Fragmento seleccionado —
+ + +

Pues bien, se ha subido un escalón más: este año las vacaciones son “sagradas” y unos y otros repiten el término. Todos se llenan la boca con la palabra mágica mientras la cámara los sigue por los vericuetos de una cola larguísima que se dirige desde lo alto de una colina escarpada, por una senda exigua, hasta una cala escondida, casi una poza, donde apenas caben una veintena de personas, el locutor insiste y pregunta ahora a un padre que arrastra un carrito de bebé cuesta abajo por la senda en cuestión, “sagradas” dice mientras intenta sortear un pedrusco en mitad de la senda. El locutor está ahora en un aeropuerto preguntando a una parejita que arrastra un maletón enorme: “sagradas” afirman sonrientes; “sagradas” repite un señor entrado en años mientras se refresca la calva en una fuente espectacular en Roma.
Ya no son un derecho, las vacaciones, no son un momento para descansar del trabajo, son otra cosa. Son sagradas. Por eso reconocen algunos que han tenido que pedir un préstamo y la locutora asevera que este año ha crecido un montón –da cifras, marean un poco– el porcentaje de personas que lo han solicitado. Préstamo que tiene intereses astronómicos que habrá que pagar, recuerda la locutora a uno. Ya se pagará, añade, así, en reflexivo, como si se fuera a pagar solo, una cosa de locos. Pero los agraciados por los créditos seguro que van a un lugar exótico, lejos, bien lejos, y se hacen fotos extravagantes que cuelgan en las redes sociales con la finalidad de que sus conocidos rabien si da la casualidad de que su destino no ha sido tan sofisticado.
Sagradas. En la primera acepción de la Academia el adjetivo sagrado significa “digno de veneración por su carácter divino”. Cuando estudiábamos, de niñas, Sagradas eran – son– las “escrituras”; una asignatura era Historia Sagrada; sagrado era el Corazón de Jesús; sagrada era –es– la forma –la hostia– que representa el cuerpo de Cristo. En nuestra infancia, la “sagrada forma” no se podía tocar con los dedos, no se podía morder, no se podía recoger del suelo con las manos, no se podía tomar si no se estaba en ayunas. Imagino ahora a Sor María Queipo, nuestra superiora, escuchando a una de sus colegialas afirmar que las vacaciones son sagradas y la veo castigando a la osada con copiar doscientas veces, como mínimo, “no tomaré el adjetivo sagrado en vano”. Y no puedo imaginar que la colegiala indicara a “la Queipo” que también significa “irrenunciable”, según la propia Academia, porque, seguro, subiría a quinientas veces el castigo, por irreverente.

+ + +

Objetivo — Reescribe el fragmento sobre las vacaciones desde "Pues bien, se" hasta "espectacular en Roma." y cambia "locutor" por "periodista" en ese tramo.

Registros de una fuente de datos
+ + +

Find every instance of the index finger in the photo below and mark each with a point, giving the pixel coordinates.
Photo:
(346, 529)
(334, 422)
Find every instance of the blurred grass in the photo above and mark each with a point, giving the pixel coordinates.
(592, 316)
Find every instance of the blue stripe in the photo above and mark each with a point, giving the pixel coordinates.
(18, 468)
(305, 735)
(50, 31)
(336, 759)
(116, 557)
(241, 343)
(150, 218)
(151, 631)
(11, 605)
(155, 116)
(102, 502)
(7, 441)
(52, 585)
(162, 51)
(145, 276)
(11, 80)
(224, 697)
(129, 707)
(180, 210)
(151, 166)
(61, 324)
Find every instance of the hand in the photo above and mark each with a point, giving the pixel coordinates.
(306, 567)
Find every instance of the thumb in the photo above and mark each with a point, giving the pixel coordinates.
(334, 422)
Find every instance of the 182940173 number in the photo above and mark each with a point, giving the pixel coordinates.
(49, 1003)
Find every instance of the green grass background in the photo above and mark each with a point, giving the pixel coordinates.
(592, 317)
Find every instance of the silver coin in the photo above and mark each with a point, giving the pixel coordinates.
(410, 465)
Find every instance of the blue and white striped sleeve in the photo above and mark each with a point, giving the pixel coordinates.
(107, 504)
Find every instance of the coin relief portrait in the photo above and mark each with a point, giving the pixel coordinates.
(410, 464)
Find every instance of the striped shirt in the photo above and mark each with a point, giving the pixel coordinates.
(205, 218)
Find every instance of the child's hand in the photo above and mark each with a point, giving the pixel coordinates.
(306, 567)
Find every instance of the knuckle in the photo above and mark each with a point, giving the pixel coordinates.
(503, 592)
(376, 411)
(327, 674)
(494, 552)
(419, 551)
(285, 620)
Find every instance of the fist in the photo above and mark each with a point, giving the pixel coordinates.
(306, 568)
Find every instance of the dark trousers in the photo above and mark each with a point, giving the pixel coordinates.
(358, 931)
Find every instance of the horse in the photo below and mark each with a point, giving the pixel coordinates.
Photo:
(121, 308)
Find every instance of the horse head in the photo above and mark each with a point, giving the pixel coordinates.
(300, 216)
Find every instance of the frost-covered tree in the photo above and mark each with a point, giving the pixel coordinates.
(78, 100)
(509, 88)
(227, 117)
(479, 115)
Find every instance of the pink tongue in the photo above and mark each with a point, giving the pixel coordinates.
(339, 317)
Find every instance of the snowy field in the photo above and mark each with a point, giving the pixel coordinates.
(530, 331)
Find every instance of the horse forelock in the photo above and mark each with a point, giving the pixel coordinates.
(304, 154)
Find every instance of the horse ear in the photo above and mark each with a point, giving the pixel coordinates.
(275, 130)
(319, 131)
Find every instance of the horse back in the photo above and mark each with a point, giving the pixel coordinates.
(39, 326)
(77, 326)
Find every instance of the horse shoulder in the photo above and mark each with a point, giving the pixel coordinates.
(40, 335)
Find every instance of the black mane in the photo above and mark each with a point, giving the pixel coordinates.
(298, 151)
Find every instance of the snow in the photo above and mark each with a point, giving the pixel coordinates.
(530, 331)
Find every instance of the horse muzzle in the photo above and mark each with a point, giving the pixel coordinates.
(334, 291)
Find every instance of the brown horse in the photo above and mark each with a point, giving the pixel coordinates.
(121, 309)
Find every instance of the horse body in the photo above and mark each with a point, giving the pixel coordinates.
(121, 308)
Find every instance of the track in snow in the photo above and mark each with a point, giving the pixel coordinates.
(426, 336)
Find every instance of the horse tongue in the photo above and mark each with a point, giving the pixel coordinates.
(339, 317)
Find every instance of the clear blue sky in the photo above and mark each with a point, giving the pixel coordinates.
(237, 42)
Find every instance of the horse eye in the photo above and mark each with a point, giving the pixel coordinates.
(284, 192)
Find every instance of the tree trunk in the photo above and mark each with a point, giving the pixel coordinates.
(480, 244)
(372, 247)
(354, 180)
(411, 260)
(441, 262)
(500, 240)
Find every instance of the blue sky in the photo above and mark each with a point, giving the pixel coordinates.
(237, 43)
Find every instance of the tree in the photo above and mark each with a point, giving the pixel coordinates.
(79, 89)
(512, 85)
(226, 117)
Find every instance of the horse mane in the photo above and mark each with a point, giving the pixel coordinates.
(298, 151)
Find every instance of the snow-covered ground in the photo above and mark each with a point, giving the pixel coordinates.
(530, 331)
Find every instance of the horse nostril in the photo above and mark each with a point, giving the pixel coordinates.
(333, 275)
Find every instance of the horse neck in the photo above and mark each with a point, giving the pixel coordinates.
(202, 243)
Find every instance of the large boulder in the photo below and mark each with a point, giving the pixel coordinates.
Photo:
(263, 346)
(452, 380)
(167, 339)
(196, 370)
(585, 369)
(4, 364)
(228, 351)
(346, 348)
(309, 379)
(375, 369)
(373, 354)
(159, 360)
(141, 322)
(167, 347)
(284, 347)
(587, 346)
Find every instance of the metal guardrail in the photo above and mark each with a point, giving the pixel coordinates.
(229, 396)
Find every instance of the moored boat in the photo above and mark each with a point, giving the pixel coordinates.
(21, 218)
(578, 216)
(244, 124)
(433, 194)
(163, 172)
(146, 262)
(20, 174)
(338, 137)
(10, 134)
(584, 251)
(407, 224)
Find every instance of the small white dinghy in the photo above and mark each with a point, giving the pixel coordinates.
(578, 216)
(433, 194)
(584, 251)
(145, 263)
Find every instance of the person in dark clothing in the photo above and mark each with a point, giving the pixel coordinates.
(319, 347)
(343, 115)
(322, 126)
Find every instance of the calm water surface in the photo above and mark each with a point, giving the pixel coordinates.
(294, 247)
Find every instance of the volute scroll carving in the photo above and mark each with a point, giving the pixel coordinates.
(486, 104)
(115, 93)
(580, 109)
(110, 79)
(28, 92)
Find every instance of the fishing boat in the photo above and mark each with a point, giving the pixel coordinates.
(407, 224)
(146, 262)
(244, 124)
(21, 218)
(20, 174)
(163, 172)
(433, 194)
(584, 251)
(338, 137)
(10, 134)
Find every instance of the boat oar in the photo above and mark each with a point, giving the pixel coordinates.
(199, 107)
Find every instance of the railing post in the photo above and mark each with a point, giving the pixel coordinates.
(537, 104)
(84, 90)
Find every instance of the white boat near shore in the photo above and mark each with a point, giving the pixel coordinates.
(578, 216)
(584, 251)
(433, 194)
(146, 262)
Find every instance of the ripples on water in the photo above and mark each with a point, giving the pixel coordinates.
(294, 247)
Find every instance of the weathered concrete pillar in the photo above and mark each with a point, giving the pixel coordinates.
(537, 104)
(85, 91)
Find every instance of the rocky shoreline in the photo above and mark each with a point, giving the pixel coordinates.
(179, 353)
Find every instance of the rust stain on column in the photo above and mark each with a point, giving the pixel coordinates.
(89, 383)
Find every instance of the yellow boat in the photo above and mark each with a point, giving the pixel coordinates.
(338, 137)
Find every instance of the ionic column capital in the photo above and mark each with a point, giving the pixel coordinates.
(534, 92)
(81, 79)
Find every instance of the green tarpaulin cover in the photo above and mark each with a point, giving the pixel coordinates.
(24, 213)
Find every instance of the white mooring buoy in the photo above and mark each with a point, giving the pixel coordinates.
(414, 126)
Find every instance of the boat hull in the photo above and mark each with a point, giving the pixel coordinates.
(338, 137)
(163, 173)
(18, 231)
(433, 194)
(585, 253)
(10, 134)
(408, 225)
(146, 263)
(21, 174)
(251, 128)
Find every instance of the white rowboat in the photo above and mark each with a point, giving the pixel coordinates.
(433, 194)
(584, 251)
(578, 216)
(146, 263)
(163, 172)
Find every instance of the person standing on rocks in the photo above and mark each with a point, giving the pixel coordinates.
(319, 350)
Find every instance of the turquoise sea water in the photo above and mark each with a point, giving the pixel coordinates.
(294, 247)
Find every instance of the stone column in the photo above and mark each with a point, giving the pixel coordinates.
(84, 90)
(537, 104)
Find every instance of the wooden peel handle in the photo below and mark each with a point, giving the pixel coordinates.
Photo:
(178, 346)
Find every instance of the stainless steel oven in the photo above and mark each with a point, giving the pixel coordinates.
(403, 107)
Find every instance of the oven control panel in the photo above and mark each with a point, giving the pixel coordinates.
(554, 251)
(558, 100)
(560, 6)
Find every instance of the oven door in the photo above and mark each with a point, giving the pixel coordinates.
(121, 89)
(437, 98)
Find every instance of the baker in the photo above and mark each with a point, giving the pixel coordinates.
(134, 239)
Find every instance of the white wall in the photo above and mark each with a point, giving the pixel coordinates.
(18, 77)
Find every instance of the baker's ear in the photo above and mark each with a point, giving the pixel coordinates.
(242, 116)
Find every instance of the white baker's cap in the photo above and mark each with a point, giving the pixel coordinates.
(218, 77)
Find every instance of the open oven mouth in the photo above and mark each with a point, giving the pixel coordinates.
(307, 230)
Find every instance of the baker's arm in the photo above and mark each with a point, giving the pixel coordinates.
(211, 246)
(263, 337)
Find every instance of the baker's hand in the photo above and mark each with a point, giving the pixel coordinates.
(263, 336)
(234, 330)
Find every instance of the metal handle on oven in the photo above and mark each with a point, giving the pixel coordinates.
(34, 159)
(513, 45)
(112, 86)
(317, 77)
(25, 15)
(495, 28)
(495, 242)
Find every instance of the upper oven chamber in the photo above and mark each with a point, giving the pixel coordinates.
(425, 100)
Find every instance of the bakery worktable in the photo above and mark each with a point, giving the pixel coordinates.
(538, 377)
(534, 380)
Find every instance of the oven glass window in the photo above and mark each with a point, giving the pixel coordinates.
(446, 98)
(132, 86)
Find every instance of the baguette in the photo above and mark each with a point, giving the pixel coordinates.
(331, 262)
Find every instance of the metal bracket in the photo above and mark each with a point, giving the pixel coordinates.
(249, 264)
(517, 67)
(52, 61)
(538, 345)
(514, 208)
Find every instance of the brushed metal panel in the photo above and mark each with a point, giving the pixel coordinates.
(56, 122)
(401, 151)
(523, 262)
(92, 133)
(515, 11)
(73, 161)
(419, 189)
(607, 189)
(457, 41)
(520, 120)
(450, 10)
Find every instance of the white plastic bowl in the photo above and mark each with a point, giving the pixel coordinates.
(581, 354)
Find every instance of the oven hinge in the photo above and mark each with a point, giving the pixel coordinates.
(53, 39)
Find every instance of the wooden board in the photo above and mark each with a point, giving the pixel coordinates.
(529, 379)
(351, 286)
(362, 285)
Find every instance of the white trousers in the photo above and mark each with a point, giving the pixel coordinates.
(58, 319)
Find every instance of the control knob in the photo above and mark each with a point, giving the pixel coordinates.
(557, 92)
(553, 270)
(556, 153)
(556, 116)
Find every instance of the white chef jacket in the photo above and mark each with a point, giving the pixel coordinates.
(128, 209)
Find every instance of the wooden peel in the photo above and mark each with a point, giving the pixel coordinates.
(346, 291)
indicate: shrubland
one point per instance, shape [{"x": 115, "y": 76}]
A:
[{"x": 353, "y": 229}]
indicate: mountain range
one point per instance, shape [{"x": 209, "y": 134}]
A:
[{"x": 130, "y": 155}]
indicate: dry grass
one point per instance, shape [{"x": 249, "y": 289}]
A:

+ + +

Respuesta escrita —
Pues bien, se ha subido un escalón más: este año las vacaciones son “sagradas” y unos y otros repiten el término. Todos se llenan la boca con la palabra mágica mientras la cámara los sigue por los vericuetos de una cola larguísima que se dirige desde lo alto de una colina escarpada, por una senda exigua, hasta una cala escondida, casi una poza, donde apenas caben una veintena de personas, el periodista insiste y pregunta ahora a un padre que arrastra un carrito de bebé cuesta abajo por la senda en cuestión, “sagradas” dice mientras intenta sortear un pedrusco en mitad de la senda. El periodista está ahora en un aeropuerto preguntando a una parejita que arrastra un maletón enorme: “sagradas” afirman sonrientes; “sagradas” repite un señor entrado en años mientras se refresca la calva en una fuente espectacular en Roma.